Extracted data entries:
+===+

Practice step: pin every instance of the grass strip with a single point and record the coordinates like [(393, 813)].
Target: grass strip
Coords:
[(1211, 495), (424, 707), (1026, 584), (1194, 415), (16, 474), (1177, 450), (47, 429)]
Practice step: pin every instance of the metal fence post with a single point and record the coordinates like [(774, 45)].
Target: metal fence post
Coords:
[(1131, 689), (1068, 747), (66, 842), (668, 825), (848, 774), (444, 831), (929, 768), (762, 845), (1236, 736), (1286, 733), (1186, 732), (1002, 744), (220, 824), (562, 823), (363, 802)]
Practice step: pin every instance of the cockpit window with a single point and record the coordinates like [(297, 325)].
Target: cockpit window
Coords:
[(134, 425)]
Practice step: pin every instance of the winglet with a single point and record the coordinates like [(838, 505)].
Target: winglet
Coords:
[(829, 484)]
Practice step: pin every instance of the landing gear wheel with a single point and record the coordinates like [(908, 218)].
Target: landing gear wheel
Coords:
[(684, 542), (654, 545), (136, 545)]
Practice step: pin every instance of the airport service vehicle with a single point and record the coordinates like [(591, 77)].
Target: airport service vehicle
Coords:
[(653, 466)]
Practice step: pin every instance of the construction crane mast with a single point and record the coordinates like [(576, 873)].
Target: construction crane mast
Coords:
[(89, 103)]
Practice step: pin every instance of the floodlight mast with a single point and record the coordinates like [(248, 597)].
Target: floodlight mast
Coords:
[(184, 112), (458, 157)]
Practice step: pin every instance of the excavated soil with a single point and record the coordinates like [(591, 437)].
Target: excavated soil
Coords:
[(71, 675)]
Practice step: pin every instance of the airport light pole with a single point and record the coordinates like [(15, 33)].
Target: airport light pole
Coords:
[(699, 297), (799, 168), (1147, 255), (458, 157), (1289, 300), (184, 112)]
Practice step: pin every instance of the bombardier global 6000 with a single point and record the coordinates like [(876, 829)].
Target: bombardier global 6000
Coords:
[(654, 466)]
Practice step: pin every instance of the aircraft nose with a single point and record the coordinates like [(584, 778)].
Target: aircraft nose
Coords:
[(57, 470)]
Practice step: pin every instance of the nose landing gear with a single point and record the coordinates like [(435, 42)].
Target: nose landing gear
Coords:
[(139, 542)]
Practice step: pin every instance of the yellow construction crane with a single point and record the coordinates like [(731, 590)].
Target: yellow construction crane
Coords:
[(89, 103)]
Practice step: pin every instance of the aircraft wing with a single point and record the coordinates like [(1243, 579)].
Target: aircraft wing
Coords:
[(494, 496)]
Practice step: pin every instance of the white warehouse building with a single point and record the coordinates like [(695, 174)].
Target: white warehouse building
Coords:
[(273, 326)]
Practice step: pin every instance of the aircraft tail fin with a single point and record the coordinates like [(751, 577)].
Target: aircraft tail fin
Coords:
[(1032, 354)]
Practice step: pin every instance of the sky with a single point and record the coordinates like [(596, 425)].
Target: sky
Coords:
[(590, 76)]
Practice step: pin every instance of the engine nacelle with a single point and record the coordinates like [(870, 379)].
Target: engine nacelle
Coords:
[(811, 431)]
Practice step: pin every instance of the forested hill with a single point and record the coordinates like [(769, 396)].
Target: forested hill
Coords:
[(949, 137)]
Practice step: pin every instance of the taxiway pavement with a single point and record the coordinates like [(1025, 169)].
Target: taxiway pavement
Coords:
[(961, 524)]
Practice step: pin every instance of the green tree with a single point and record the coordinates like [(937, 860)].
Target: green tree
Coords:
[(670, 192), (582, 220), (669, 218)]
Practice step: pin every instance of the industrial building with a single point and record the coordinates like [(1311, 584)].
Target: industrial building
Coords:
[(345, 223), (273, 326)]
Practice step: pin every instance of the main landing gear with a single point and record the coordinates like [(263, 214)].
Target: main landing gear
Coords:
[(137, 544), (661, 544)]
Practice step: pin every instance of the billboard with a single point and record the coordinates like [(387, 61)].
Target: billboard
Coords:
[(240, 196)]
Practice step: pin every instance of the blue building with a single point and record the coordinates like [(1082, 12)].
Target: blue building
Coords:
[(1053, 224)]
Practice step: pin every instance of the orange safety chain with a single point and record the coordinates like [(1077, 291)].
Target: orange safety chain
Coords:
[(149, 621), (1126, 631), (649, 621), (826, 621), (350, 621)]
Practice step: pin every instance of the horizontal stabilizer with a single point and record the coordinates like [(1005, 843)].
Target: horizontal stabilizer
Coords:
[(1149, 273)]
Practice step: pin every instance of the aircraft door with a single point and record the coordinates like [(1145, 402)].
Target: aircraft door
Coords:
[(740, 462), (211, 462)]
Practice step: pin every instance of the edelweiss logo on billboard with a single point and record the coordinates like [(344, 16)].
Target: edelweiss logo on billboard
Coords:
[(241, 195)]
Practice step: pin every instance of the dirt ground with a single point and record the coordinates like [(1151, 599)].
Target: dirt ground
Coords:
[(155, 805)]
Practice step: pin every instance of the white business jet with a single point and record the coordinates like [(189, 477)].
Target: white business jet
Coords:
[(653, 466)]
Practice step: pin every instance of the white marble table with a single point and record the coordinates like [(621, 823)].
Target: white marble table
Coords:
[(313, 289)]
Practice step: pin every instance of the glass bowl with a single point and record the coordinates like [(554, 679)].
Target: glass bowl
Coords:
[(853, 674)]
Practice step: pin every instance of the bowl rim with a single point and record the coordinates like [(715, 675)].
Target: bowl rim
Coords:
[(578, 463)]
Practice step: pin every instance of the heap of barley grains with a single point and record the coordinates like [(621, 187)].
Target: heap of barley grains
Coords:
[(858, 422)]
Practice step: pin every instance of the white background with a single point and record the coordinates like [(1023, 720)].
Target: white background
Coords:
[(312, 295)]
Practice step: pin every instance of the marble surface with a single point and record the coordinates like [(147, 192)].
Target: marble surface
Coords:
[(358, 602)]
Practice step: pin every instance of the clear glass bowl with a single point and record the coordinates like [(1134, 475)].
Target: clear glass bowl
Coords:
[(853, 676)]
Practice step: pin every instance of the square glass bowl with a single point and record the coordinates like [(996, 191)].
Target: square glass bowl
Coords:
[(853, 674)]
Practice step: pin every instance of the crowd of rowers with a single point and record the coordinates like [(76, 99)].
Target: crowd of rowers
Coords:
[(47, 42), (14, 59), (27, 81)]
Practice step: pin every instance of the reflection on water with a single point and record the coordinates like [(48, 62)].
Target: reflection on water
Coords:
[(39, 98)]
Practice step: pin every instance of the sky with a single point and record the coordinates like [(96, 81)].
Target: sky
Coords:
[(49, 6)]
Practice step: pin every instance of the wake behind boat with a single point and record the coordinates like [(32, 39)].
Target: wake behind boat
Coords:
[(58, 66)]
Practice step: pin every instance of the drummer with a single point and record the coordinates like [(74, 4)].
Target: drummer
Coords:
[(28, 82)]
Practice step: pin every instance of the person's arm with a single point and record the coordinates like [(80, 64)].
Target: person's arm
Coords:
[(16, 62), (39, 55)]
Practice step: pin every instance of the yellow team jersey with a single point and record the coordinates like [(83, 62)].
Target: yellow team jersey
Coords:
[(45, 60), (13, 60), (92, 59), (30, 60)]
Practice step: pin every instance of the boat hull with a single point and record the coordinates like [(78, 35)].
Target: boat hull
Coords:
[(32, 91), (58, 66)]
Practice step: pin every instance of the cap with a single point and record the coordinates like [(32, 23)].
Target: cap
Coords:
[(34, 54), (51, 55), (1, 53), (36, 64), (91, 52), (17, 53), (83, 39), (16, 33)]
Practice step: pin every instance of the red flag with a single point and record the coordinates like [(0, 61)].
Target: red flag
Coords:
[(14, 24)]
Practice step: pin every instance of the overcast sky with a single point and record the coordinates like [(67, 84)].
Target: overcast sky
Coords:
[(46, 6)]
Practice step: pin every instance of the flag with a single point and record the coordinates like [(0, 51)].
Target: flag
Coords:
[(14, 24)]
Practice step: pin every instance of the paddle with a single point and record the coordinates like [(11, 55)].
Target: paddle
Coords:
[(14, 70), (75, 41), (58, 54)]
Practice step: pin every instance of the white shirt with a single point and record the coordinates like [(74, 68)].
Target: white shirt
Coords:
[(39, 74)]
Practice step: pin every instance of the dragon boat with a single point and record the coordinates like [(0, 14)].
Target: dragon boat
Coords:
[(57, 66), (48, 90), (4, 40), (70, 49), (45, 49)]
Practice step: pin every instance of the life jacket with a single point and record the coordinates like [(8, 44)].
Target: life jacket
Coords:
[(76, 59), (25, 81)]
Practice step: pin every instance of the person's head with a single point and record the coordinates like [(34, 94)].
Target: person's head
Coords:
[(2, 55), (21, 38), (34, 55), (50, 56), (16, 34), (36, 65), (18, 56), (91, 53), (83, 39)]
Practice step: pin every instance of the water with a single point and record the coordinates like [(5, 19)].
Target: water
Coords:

+===+

#### WHAT IS NEEDED
Express the records from the line containing "Practice step: pin every instance of the forested" down to the line containing "[(240, 196)]" as a numbered list, leaving out blank lines.

#### EXPECTED OUTPUT
1. Practice step: pin every instance of the forested hill with a single point and record the coordinates like [(769, 396)].
2. Target: forested hill
3. Coords:
4. [(949, 137)]
5. Practice step: pin every instance of the taxiway pavement with a single point and record the coordinates like [(1025, 169)].
6. Target: taxiway pavement
7. Coords:
8. [(961, 524)]
9. Practice step: pin every instance of the green tree with a single point and record the coordinates like [(937, 860)].
10. Target: green tree
11. Coords:
12. [(670, 192), (582, 220), (669, 218)]
13. Practice step: pin every instance of the industrial building with a single point and record the coordinates like [(1311, 584)].
14. Target: industrial building
15. Coords:
16. [(345, 223), (273, 326)]
17. Practice step: pin every instance of the main landing gear with a single point and record the coordinates like [(263, 214)].
18. Target: main landing gear
19. Coords:
20. [(137, 544), (661, 544)]
21. Practice step: pin every instance of the billboard with a single point and record the coordinates like [(387, 61)].
22. Target: billboard
23. Coords:
24. [(240, 196)]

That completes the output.